Fonte:
Parecer
Processo n. 2042147-22.2014.8.26.0000
Requerente: Associação Nacional de Restaurantes
Requeridos: Prefeito e Câmara Municipal de Americana
Ementa: Constitucional. Administrativo. Processo Civil. Ação Direta de Inconstitucionalidade. Lei n. 5.537, de 16 de setembro de 2013, do Município de Americana. Associação nacional. Ilegitimidade ativa. Extinção do processo sem resolução do mérito. Obrigação imposta a restaurantes e estabelecimentos similares. Oferta de refeições à la carte, em porções ou sob rodízio com desconto de 50% ou de servir meia porção a pessoas cujo estômago tenha sido reduzido por cirurgia bariátrica ou qualquer outra gastroplastia. Lei de iniciativa parlamentar. Iniciativa legislativa concorrente. Ofensa à razoabilidade por agravo à proporcionalidade. Cerceio indevido da liberdade de empresa e invasão à competência normativa alheia. 1. Associação nacional de categoria econômica não é legitimada ativa para ação direta de inconstitucionalidade em que se contrasta lei municipal em face da Constituição Estadual. 2. Extinção do processo sem resolução do mérito. 3. Lei local, de iniciativa parlamentar, que obriga restaurantes e estabelecimentos similares de oferta de refeições à la carte, em porções ou sob rodízio com desconto de 50% ou de servir meia porção a pessoas cujo estômago tenha sido reduzido por cirurgia bariátrica ou qualquer outra gastroplastia. 4. Lei de polícia administrativa que não se insere na iniciativa legislativa reservada, mas, na concorrente. 5. Norma que, contudo, não se adstringe à predominância do interesse local, invadindo a esfera de competência normativa alheia. 6. Agravo à liberdade de empresa caracterizado pela falta de proporcionalidade da medida. 7. Procedência da ação.

Tarefa curta: Segundo o parecer, por que o processo deve ser extinto sem resolução do mérito?

Itens:
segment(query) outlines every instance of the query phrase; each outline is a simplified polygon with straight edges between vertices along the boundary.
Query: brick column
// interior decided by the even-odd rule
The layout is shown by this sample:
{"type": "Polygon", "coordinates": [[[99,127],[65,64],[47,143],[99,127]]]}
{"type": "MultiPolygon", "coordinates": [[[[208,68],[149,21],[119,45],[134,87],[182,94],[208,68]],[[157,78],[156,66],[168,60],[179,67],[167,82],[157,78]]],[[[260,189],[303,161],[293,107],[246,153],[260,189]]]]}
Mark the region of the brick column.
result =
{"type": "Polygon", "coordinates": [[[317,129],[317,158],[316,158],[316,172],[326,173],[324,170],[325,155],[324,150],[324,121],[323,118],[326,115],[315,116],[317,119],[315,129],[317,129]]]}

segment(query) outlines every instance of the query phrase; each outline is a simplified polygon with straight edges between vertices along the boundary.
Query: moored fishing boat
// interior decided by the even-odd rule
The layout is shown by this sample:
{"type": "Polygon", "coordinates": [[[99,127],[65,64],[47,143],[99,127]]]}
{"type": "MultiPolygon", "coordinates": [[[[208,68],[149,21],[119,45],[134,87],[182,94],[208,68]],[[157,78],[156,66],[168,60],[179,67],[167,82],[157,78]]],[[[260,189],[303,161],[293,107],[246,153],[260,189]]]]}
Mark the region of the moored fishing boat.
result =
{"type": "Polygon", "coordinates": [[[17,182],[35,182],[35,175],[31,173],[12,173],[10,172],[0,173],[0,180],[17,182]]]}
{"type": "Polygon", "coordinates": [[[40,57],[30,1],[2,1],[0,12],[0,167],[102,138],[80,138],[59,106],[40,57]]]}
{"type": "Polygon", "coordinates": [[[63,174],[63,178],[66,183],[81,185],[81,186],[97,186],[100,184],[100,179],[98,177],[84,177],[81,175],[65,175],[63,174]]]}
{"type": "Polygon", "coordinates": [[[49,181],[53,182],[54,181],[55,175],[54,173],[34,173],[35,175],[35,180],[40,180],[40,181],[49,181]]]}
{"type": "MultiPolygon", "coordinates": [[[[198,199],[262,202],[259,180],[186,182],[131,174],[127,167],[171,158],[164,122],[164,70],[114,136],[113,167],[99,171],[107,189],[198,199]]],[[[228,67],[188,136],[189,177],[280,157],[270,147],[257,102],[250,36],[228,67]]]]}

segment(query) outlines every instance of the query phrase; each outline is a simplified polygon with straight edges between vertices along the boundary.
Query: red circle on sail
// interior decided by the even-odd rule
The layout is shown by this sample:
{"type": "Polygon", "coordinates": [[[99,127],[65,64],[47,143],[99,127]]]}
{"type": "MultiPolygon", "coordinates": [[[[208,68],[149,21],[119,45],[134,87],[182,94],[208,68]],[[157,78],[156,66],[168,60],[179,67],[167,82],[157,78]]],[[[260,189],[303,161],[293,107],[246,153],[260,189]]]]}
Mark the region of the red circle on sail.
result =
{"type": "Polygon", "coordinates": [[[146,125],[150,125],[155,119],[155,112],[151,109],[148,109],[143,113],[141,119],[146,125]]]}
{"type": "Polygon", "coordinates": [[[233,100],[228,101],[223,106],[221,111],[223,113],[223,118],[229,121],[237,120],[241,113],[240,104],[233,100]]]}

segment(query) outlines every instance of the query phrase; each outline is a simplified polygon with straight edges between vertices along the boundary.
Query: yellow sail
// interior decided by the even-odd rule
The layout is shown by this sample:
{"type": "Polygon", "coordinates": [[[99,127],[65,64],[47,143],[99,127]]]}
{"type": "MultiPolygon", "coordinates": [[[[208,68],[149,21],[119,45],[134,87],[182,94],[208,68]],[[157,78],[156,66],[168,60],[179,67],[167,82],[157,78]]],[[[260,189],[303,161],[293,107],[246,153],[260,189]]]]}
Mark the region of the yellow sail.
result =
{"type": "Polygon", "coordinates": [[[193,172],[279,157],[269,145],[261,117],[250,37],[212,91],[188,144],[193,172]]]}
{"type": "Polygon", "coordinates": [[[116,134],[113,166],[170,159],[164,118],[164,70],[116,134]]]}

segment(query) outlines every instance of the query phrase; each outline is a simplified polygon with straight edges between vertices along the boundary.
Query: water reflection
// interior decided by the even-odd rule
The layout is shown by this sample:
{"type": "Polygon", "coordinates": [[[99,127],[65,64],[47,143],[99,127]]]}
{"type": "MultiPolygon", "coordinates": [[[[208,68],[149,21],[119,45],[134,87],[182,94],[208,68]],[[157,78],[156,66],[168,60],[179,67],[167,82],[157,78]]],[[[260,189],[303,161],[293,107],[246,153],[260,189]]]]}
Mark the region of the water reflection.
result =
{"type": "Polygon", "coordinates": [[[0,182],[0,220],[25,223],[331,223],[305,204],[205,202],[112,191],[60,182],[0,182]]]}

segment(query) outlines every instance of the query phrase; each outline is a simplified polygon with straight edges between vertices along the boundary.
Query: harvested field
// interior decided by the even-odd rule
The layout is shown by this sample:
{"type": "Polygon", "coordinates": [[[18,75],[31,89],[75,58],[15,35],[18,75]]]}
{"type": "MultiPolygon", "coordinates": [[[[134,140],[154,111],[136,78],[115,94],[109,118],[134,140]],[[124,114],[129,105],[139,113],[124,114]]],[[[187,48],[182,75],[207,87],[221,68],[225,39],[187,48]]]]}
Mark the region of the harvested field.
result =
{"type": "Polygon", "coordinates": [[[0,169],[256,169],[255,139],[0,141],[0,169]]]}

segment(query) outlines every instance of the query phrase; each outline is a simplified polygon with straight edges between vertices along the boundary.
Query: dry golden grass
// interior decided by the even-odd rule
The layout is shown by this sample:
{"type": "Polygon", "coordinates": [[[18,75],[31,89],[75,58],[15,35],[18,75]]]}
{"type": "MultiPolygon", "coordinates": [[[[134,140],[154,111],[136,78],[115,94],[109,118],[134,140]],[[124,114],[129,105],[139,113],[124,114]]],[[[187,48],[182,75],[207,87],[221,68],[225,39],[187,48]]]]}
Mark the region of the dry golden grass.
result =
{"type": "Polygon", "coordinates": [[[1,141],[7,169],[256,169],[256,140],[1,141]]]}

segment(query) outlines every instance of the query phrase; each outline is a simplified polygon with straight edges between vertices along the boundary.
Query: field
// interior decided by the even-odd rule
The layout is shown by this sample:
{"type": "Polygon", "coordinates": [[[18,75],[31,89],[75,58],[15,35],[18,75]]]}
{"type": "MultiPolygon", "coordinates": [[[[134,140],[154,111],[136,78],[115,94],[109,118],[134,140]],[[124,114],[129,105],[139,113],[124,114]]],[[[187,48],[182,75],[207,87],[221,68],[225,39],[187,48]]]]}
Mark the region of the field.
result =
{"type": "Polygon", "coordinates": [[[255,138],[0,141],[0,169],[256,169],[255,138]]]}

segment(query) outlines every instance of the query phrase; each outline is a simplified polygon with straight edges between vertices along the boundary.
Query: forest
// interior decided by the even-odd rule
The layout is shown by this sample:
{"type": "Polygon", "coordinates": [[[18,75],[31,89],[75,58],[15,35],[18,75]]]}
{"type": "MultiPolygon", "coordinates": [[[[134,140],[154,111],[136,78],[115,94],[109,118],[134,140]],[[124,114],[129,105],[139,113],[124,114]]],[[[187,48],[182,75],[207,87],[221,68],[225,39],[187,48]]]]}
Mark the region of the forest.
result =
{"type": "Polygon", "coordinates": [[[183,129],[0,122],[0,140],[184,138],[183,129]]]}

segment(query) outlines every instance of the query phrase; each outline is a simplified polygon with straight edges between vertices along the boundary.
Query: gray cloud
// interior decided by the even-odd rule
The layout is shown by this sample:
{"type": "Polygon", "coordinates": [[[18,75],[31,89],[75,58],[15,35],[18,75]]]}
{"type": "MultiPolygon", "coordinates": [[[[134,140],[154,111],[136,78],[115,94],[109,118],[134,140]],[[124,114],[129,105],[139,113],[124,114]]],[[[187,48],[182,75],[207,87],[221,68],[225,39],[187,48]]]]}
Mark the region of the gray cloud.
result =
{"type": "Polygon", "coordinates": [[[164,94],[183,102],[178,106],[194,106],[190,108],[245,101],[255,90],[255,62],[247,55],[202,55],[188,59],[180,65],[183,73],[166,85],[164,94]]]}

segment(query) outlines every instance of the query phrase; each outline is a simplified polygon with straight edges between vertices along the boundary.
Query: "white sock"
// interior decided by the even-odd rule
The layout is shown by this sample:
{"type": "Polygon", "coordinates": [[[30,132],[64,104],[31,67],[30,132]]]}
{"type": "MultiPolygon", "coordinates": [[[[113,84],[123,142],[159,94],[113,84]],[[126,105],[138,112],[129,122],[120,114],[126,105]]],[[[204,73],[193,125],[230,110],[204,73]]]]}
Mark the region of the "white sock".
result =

Resposta do exercício: Porque a requerente, uma associação nacional de categoria econômica, não tem legitimidade ativa para propor ação direta de inconstitucionalidade que contraste lei municipal com a Constituição Estadual.